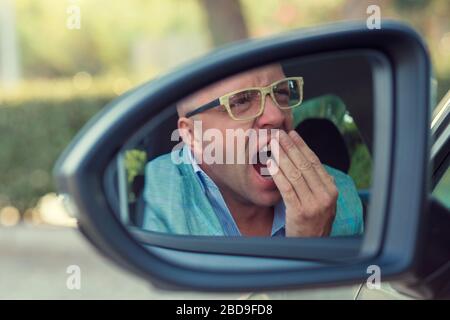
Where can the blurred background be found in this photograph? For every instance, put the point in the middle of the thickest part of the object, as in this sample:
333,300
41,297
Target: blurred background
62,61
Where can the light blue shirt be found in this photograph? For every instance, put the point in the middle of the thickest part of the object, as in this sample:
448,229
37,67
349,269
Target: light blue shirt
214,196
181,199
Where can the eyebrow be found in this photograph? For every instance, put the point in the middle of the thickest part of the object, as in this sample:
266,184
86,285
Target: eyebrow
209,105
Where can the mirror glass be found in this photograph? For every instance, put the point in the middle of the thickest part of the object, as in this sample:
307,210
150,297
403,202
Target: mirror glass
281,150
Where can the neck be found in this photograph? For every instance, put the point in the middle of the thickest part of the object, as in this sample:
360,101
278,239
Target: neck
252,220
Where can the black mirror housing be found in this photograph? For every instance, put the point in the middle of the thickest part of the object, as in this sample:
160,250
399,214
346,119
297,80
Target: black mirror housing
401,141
***
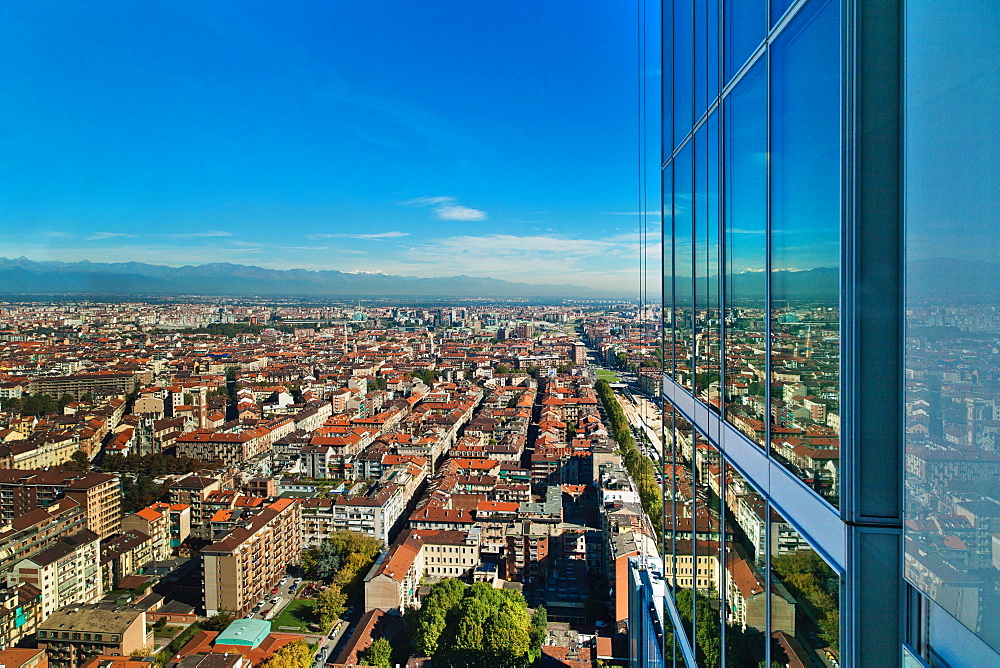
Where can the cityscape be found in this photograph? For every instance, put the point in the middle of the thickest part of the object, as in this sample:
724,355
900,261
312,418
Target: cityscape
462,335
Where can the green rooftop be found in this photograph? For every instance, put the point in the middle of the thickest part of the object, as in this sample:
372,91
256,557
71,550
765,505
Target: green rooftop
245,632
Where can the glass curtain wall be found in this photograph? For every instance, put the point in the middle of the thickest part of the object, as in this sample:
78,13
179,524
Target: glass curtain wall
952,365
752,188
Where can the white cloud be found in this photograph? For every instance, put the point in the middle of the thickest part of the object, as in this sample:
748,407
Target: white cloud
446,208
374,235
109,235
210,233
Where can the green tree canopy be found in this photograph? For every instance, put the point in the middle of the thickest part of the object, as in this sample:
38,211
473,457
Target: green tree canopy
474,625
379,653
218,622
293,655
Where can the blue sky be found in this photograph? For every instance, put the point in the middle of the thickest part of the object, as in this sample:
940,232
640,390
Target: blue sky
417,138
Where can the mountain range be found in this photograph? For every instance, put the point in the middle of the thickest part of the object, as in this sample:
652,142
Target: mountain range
***
• **Cel**:
Zwróć bez żadnych zmian wiersze zawarte między wierszem z tekstem „Where can the blue” a wierszem z tekstem „Target: mountain range”, włącznie z oboma.

• **Wynik ćwiczenia**:
Where can the blue sky be found in this photograph? For every instance, put the point in the middle of the thickest part of the object, as in this sample:
940,232
640,390
Target: blue sky
417,138
Where can the mountain range be found in this photograph? For every instance, put the point in the middle of the thickest part of the object, as in this sample:
652,142
Target: mountain range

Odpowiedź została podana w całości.